REQUEST
Go to the line containing "Field log: drop a marker on each instance of the piece" below; retype it and all following lines exactly, and leave out the pictures.

RECORDED INFORMATION

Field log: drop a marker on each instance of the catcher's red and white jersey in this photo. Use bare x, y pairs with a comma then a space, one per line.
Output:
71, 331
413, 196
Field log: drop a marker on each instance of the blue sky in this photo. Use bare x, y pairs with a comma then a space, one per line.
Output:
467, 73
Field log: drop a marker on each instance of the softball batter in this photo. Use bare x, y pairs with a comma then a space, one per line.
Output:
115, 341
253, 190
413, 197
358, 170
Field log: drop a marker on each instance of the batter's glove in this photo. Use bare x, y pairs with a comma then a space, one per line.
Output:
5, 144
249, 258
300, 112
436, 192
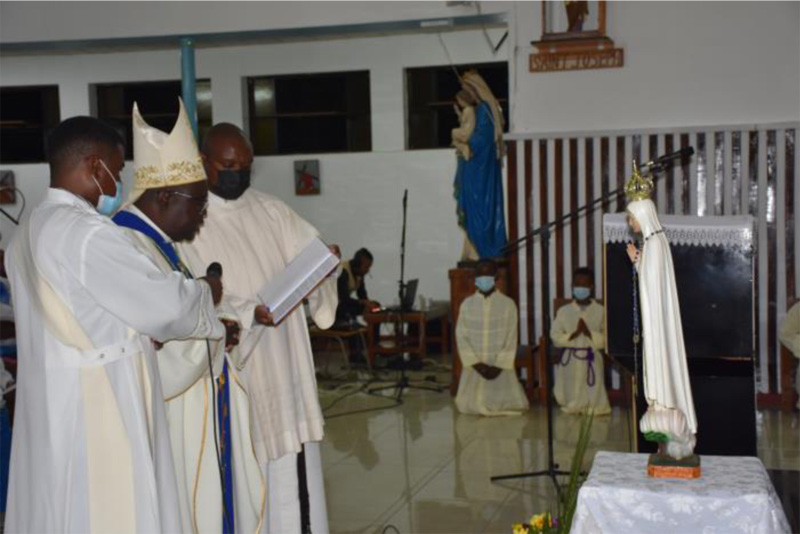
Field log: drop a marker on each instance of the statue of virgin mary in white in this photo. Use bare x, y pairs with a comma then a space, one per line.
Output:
670, 415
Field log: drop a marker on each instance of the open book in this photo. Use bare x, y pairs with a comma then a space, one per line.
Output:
303, 274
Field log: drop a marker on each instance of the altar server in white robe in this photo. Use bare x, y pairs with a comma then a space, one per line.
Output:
578, 331
486, 333
790, 337
91, 450
255, 236
171, 195
667, 390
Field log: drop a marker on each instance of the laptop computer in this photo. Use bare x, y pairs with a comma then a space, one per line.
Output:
409, 296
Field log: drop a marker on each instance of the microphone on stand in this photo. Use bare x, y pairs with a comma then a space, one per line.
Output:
214, 270
665, 160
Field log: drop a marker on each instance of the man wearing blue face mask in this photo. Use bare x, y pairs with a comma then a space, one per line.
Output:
91, 450
578, 332
486, 334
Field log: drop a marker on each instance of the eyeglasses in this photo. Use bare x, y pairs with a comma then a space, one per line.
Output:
203, 199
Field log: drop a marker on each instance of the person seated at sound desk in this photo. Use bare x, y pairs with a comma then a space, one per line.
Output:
578, 332
351, 282
354, 301
486, 334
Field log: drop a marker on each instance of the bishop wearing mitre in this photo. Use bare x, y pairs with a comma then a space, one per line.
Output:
91, 449
207, 408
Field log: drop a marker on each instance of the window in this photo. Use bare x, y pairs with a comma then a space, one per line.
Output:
27, 114
158, 104
431, 93
310, 113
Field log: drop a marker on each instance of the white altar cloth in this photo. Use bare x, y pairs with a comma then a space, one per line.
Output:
734, 495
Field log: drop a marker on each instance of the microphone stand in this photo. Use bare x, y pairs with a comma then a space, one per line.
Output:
543, 232
402, 384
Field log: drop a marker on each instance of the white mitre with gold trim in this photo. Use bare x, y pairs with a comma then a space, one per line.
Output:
161, 160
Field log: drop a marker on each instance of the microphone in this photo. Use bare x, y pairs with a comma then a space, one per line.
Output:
214, 270
666, 159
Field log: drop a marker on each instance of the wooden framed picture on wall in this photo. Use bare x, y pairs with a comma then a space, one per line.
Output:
574, 38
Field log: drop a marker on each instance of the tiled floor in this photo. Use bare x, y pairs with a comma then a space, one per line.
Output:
424, 468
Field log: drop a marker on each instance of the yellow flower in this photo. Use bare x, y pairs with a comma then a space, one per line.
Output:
537, 521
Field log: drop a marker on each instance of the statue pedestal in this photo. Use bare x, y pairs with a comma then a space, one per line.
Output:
659, 466
462, 285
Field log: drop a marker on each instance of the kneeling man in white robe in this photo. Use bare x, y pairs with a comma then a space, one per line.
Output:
170, 198
486, 334
578, 332
91, 449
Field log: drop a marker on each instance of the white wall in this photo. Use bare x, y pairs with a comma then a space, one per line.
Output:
53, 21
361, 196
686, 64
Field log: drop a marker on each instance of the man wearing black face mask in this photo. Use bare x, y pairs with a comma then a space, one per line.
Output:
254, 236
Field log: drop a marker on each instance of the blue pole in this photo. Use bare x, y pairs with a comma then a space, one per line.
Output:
188, 79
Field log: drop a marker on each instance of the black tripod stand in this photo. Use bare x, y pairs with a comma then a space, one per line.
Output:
402, 383
544, 233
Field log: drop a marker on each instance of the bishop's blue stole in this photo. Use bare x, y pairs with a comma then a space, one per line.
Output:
134, 222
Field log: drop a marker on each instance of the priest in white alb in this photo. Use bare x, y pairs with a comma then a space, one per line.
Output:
254, 236
578, 331
168, 206
91, 449
486, 334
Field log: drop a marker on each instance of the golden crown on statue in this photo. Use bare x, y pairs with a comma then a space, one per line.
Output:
639, 187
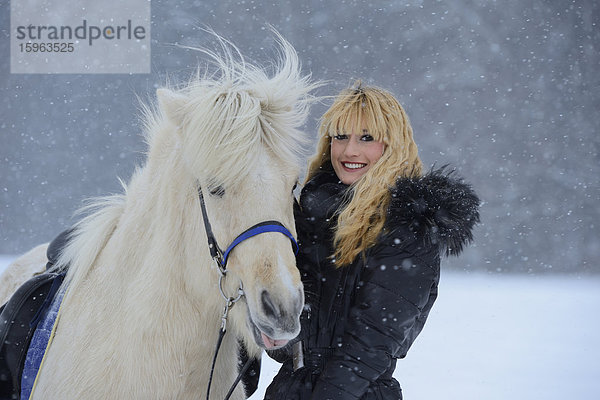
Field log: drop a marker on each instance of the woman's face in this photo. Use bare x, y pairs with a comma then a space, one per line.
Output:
353, 153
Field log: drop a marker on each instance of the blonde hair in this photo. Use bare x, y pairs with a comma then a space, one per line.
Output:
362, 218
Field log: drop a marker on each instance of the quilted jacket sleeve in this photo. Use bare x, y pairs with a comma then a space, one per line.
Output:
396, 291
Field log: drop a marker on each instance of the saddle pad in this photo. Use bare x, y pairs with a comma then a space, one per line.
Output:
42, 338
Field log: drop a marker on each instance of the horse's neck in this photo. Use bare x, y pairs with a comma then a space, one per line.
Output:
161, 231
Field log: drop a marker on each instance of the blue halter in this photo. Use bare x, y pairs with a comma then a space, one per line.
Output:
262, 227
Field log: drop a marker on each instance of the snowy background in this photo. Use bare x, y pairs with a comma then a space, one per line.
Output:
508, 92
499, 337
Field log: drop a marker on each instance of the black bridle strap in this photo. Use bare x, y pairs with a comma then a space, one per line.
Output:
213, 246
262, 227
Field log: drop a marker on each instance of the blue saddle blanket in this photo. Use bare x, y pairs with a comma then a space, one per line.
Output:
39, 343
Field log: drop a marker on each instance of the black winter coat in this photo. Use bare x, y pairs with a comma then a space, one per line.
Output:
359, 319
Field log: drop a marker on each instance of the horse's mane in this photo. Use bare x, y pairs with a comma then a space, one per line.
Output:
230, 116
236, 110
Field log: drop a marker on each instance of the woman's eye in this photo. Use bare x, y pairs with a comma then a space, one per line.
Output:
217, 191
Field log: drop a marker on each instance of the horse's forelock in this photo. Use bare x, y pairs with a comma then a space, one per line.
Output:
233, 113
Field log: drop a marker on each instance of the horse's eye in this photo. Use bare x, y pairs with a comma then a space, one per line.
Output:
217, 191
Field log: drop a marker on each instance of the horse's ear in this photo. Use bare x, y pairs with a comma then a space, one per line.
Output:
172, 103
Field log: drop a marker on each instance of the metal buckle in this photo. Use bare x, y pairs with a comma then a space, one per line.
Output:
298, 355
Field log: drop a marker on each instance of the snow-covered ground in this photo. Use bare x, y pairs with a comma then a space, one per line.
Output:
495, 337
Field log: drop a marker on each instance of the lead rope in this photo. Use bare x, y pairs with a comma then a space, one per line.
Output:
230, 302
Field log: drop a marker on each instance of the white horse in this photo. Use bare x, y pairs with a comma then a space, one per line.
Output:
142, 309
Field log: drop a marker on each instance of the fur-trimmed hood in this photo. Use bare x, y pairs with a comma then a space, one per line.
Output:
438, 207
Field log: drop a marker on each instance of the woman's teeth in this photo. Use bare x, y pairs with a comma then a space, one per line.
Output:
353, 165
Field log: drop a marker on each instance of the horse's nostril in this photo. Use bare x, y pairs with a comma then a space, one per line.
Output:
268, 305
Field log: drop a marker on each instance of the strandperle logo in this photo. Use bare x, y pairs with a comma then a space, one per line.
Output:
83, 37
85, 31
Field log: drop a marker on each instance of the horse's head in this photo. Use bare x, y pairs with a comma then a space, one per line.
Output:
240, 143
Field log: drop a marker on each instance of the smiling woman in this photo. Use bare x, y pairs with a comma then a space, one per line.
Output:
371, 229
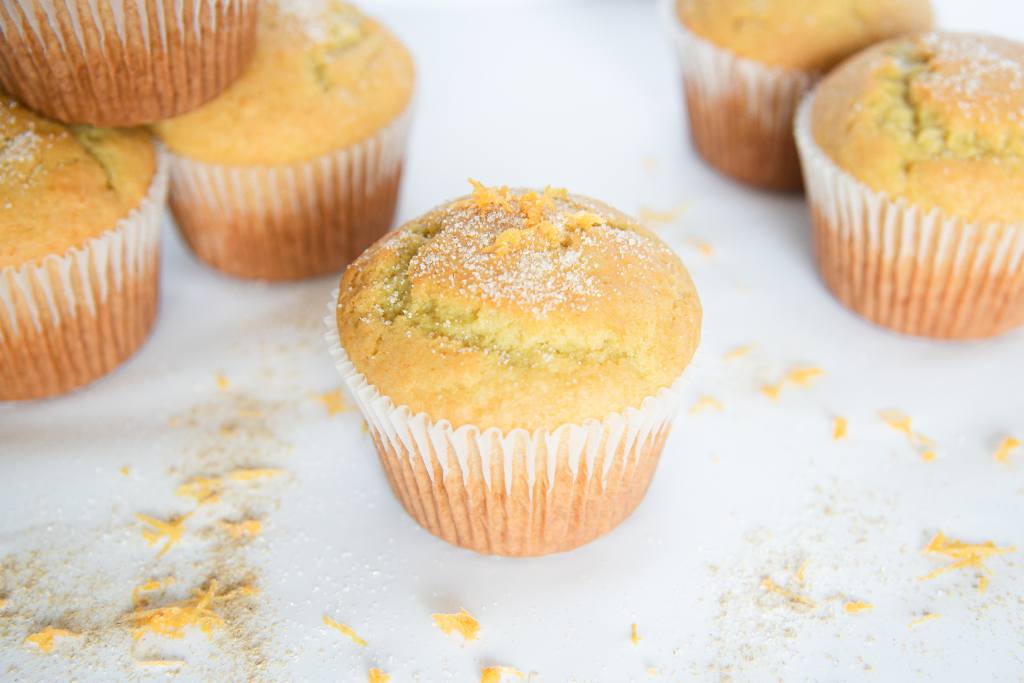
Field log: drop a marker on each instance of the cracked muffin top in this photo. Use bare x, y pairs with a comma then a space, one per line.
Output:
513, 308
808, 35
62, 185
936, 119
324, 77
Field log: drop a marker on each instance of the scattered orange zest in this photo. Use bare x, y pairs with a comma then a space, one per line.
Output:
772, 587
44, 639
800, 376
1006, 449
856, 606
173, 620
247, 527
495, 674
344, 630
839, 428
963, 554
202, 489
461, 623
334, 401
170, 531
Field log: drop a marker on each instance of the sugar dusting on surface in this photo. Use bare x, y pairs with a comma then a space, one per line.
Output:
984, 76
539, 260
325, 20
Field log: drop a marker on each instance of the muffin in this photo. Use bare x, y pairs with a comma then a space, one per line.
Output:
79, 250
913, 156
118, 63
295, 169
517, 357
745, 65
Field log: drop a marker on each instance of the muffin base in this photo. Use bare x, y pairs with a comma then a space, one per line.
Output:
95, 67
516, 494
740, 112
75, 317
919, 272
290, 222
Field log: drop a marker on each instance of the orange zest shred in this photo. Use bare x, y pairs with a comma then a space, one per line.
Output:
901, 422
249, 528
705, 247
1006, 449
333, 401
801, 377
461, 623
249, 474
169, 531
793, 598
707, 402
962, 554
839, 428
44, 639
173, 620
202, 489
928, 616
495, 674
344, 630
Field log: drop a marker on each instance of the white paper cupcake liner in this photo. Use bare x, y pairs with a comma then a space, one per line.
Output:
123, 62
515, 493
740, 111
76, 316
920, 272
293, 221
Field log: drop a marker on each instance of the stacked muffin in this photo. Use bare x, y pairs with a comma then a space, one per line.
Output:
321, 88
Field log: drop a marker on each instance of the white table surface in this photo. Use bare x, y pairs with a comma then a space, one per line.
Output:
584, 96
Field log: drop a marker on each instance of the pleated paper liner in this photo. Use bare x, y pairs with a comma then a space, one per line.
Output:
514, 494
915, 271
740, 112
291, 222
73, 318
123, 62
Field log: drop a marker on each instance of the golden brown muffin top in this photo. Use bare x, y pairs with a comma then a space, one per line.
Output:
808, 35
324, 77
61, 186
936, 119
519, 309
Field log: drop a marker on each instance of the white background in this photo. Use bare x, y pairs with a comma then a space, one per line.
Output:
583, 95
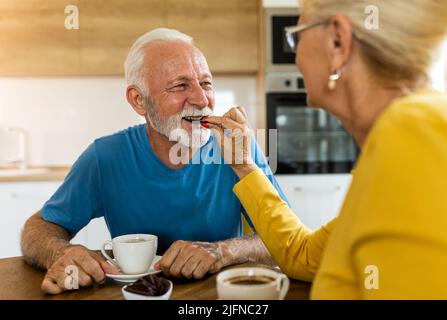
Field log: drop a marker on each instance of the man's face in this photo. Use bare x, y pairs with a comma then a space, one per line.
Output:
180, 85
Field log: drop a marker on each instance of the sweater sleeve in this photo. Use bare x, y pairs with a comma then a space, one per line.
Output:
296, 249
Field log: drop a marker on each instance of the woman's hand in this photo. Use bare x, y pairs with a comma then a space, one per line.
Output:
233, 133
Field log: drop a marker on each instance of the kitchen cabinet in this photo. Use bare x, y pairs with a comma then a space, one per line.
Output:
20, 200
315, 199
36, 42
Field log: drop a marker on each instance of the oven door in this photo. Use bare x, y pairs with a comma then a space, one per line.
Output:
309, 141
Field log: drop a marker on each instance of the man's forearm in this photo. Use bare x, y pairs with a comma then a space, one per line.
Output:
43, 242
246, 249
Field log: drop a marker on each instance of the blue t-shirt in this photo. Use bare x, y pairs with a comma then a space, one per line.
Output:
119, 177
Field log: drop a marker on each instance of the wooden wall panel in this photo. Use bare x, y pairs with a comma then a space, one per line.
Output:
109, 28
34, 41
226, 31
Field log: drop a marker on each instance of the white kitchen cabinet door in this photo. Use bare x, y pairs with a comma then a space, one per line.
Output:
315, 199
20, 200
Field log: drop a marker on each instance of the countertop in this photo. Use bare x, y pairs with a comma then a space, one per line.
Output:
33, 174
20, 281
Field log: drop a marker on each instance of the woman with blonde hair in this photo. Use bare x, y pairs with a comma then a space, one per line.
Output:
390, 238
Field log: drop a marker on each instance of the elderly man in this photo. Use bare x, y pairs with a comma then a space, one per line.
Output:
134, 179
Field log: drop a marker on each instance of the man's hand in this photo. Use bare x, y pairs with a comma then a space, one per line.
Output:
90, 267
192, 259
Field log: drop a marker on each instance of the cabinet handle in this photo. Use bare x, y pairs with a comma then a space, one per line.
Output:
300, 189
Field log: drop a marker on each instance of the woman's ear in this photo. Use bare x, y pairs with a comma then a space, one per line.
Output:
136, 100
340, 42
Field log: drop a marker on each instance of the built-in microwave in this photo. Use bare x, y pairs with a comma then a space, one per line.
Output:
308, 140
279, 57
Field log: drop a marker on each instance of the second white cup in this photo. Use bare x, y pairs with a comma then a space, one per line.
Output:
133, 253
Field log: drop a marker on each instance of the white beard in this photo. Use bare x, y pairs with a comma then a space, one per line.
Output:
172, 126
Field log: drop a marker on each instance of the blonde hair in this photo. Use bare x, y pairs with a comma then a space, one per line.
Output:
409, 36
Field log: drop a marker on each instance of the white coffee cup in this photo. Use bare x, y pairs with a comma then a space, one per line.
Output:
255, 283
133, 253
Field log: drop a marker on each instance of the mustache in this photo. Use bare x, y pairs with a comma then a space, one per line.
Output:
196, 112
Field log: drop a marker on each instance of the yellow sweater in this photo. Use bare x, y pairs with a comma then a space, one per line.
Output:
390, 239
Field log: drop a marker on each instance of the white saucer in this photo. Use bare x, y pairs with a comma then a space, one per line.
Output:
128, 278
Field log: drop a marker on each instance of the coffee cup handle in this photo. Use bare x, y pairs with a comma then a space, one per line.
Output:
104, 253
283, 286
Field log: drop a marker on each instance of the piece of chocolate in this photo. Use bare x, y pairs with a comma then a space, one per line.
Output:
150, 285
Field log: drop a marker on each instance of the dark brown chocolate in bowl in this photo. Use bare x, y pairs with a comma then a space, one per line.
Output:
150, 285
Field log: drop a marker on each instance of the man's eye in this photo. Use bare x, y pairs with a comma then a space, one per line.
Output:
179, 86
207, 85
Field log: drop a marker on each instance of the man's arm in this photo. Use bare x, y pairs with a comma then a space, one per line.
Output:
195, 259
46, 245
43, 242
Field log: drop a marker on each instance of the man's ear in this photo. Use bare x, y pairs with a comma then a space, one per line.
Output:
136, 100
340, 42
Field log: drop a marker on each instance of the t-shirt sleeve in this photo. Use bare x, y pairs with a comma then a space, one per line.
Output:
78, 199
260, 160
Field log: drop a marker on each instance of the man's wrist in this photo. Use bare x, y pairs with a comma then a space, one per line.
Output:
243, 170
58, 249
231, 253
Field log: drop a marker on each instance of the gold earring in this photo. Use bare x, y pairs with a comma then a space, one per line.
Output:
332, 84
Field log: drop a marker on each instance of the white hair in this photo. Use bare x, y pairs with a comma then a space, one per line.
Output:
134, 63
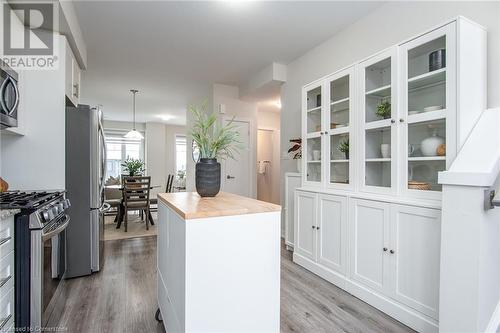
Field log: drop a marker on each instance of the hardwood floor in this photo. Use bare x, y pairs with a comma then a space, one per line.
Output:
122, 297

RESULT
Field log: drop a marker on each instance of the piece of chocolate in this photo. Use bare x, y pairs with a comma then a space, one per line.
Output:
150, 285
Field log: drop a marker on each instance of the dark brown chocolate in bowl in this photo. Use bare x, y pairs with a comma then a space, one per line.
Output:
150, 285
Field log: drop a marker on each instance of the man's eye in this photo. Use bare x, y pairs with a comma then a space, one per line.
Output:
179, 86
207, 85
Field log: drop a marker on each instance of the man's arm in this photo. Use bare x, y pairs with a comma then a space, one per line.
Output:
195, 259
46, 245
43, 242
Field log: drop a marker on each instance of the man's ear in this photo. Use bare x, y pairs with a comma then a space, one per line.
Output:
136, 100
340, 42
Field log: drop a marker on each instance of the t-shirt sleeve in this photo. Use bare x, y pairs with a comma then a space, one per line.
Output:
78, 199
260, 160
Field log: drop a marker on each instance of the man's wrist in this photo. Use bare x, y pairs with a comma then a space, one per line.
Output:
243, 170
58, 249
231, 253
Field log: drop a marker on each instance of the gold earring in this photo. Use bare x, y pairs with a comma then a space, one per line.
Output:
332, 84
Field log: drop a marker on each instance of the white hair in this photo. Use bare x, y pairs with a comma then a space, one per line.
Output:
134, 63
Field log: drop a marker on each instance of the hardwood floor in this photo. Use bare x, y pairs with a comma then a space, one per line.
Output:
122, 297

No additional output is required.